*WHAT IS NEEDED*.
Where does "segment" appear in the data? Return each line that holds it.

*RECORD EXTRACTS*.
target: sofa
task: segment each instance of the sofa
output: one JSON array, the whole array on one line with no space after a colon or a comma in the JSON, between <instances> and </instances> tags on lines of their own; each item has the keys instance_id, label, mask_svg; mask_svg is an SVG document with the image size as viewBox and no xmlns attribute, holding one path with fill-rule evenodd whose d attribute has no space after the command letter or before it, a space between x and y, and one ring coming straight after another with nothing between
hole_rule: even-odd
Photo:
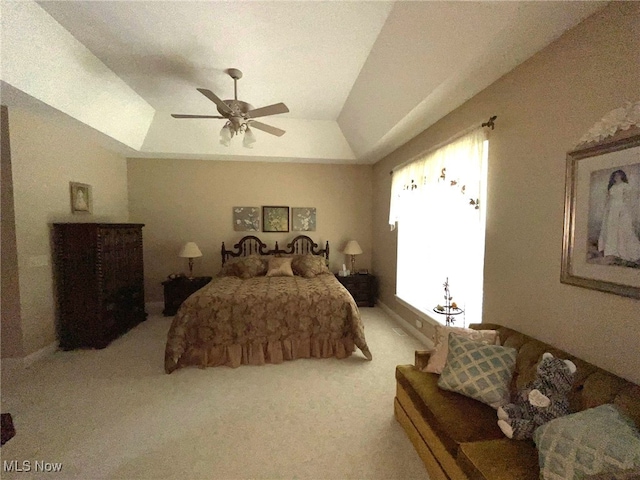
<instances>
[{"instance_id":1,"label":"sofa","mask_svg":"<svg viewBox=\"0 0 640 480\"><path fill-rule=\"evenodd\" d=\"M517 350L510 390L513 394L536 374L544 352L570 359L577 367L569 402L572 412L613 403L640 427L640 387L590 363L496 324L472 324L497 330L501 344ZM429 351L416 351L415 365L396 367L394 413L431 480L537 480L538 451L531 440L511 440L497 425L496 410L438 387L438 375L423 372Z\"/></svg>"}]
</instances>

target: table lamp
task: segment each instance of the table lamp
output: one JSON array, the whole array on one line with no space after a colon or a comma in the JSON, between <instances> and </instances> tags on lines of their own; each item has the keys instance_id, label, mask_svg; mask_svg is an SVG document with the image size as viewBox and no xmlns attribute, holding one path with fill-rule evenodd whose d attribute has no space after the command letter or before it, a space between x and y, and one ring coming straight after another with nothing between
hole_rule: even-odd
<instances>
[{"instance_id":1,"label":"table lamp","mask_svg":"<svg viewBox=\"0 0 640 480\"><path fill-rule=\"evenodd\" d=\"M355 240L349 240L347 242L347 246L344 247L344 251L346 255L351 255L351 274L356 273L356 255L360 255L362 253L362 248Z\"/></svg>"},{"instance_id":2,"label":"table lamp","mask_svg":"<svg viewBox=\"0 0 640 480\"><path fill-rule=\"evenodd\" d=\"M202 252L198 248L198 245L195 242L187 242L180 250L178 254L179 257L188 258L189 259L189 279L193 279L193 259L202 256Z\"/></svg>"}]
</instances>

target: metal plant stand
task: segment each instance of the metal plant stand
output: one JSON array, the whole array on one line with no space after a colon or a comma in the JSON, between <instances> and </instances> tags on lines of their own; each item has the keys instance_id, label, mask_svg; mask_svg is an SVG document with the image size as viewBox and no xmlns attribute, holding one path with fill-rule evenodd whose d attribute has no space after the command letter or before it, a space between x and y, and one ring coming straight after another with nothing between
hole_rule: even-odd
<instances>
[{"instance_id":1,"label":"metal plant stand","mask_svg":"<svg viewBox=\"0 0 640 480\"><path fill-rule=\"evenodd\" d=\"M451 302L453 297L449 292L449 277L447 277L442 286L444 287L444 305L438 305L433 309L433 311L438 315L445 315L445 325L451 326L456 321L455 316L464 313L464 310L459 308L455 302Z\"/></svg>"}]
</instances>

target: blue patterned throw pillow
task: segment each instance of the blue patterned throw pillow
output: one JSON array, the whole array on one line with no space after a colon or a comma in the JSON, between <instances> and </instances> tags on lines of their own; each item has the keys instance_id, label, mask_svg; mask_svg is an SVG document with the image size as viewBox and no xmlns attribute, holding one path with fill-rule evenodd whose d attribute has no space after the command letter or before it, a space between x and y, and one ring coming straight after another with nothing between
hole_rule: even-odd
<instances>
[{"instance_id":1,"label":"blue patterned throw pillow","mask_svg":"<svg viewBox=\"0 0 640 480\"><path fill-rule=\"evenodd\" d=\"M611 404L551 420L535 431L533 440L544 480L615 475L640 467L640 433Z\"/></svg>"},{"instance_id":2,"label":"blue patterned throw pillow","mask_svg":"<svg viewBox=\"0 0 640 480\"><path fill-rule=\"evenodd\" d=\"M449 353L438 386L498 408L509 402L516 349L449 334Z\"/></svg>"}]
</instances>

*EXERCISE RESULT*.
task: segment each instance of the sofa
task: segment each instance of the table lamp
task: segment each instance of the metal plant stand
task: segment each instance of the blue patterned throw pillow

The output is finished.